◆ Bacaan:
Gapura Wringin Lawang ini berada di tengah-tengah pemukiman warga, sehingga daerah disekitarnya terlihat lebih ramai dan juga terawat.

B.     UKURAN DAN BAHAN BANGUNAN
Gapura Wringin Lawang terbuat dari batu bata merah, kecuali bagian anak tangganya yang terbuat dari batu. Bentuk gapura adalah candi bentar (candi terbelah dua) dengan denah empat segi panjang berukuran :
·         Panjang                 : 13 m
·         Lebar                     : 11,5 m
·         Tinggi                    : 15,50 m
Orientasi bangunan mengarah ke timur-barat dengan azimuth 279o. Jarak antara dua bagian gapura selebar 3,5 m dengan sisa-sisa anak tangga pada sisi timur dan barat. Diperkirakan anak tangga ini semula dibatasi oleh pipi tangga. Dari hasil penggalian arkeologis pada sebelah utara dan selatan gapura terdapat sisa struktur bata yang mungkin merupakan bagian dari tembok keliling.

C.     PEMUGARAN
Pada bagian tertentu gapura telah di konsolidasi (tambal sulam). Sebelum dipugar gapura sisi utara sebagian tubuh dan puncaknya telah hilang, tersisa tinggal setinggi 9 m. namun gapura ini kini telah utuh kembali setelah dipugar pada Tahun Anggaran 1991/1992 s.d. 1994/1995.[2]
Adapun proses pemugaran Gapura Waringin Lawang adalah sebagai berikut:
1.      Pembongkaran bata
Pembongkaran bata dilakukan dengan cara membongkar bata yang sudah lapuk atau rusak, kemudian diganti dengan bata merah yang baru yang warna dan ukurannya disesuaikan dengan yang asli. Hal ini dilakukan agar bangunan terlihat lebih indah dan lebih sempurna.
2.      Pemasangan perkuatan
Pemasangan perkuatan bertujuan untuk memperkuat dan memperkokoh bangunan Gapura Waringin Lawang sebagai salah satu peninggalan kerajaan Majapahit. Pemasangan perkuatan ini juga dilakukan di bangunan yang lainnya.

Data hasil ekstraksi
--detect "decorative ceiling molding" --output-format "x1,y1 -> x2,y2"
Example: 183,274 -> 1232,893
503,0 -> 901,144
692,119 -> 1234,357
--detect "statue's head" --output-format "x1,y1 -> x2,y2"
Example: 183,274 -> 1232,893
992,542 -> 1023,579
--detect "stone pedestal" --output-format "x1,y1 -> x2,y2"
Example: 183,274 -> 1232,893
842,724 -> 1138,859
...
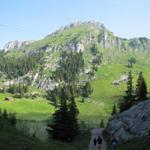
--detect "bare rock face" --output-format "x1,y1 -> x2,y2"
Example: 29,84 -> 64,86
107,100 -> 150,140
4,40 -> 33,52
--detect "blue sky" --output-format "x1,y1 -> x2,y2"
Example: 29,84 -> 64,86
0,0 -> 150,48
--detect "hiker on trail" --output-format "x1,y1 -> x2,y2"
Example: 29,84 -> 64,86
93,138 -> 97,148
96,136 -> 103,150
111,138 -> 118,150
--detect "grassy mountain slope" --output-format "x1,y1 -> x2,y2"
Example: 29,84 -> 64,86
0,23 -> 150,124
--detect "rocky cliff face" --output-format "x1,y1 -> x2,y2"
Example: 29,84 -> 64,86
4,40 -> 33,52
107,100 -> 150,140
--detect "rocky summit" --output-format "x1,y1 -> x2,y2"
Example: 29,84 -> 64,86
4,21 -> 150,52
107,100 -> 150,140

◆ Perintah A:
Dalam bacaan tentang Gapura Wringin Lawang, berapa jarak antara dua bagian gapura?
◆ Perintah B:
Tuliskan kembali tanpa perubahan bagian bacaan tentang Gapura Wringin Lawang dari "2.      Pemasangan perkuatan" sampai "bangunan yang lainnya.".
◆ Perintah C:
Sambung bacaan tentang Gapura Wringin Lawang mulai dari kalimat terakhirnya.

◆ Hasil Tugas A:
Jaraknya 3,5 m.

◆ Hasil Tugas B:
2.      Pemasangan perkuatan
Pemasangan perkuatan bertujuan untuk memperkuat dan memperkokoh bangunan Gapura Waringin Lawang sebagai salah satu peninggalan kerajaan Majapahit. Pemasangan perkuatan ini juga dilakukan di bangunan yang lainnya.

◆ Hasil Tugas C:
3.      Rekonstruksi
Rekonstruksi adalah upaya memperbaiki suatu bangunan agar menjadi lebih bagus sebagaimana bangunan bersejarah yang memiliki arti penting. Rekonstruksi Gapura Waringin Lawang terutama dilakukan pada salah satu sisi Gapura yang tingginya lebih dari sisi lainnya. Jadi, setelah direkonstruksi bangunan Gapura Waringin Lawang antara sisi kanan dengan sisi kiri terlihat simetris dan seimbang.
4.      Konservasi
Konservasi merupakan salah satu upaya yang dilakukan untuk menjaga bangunan Gapura Waringin Lawang agar awet, terpelihara, dan tidak dirusak oleh oknum-oknum yang tidak memiliki rasa cinta terhadap sejarah bangsanya.
5.      Penataan Lingkungan
Penataan lingkungan dilakukan agar di sekitar bangunan Waringin Lawang. Hal ini dilakukan dengan cara menanan tanaman hias, agar kawasan wisata sejarah Gapura Waringin Lawang terlihat indah dan asri.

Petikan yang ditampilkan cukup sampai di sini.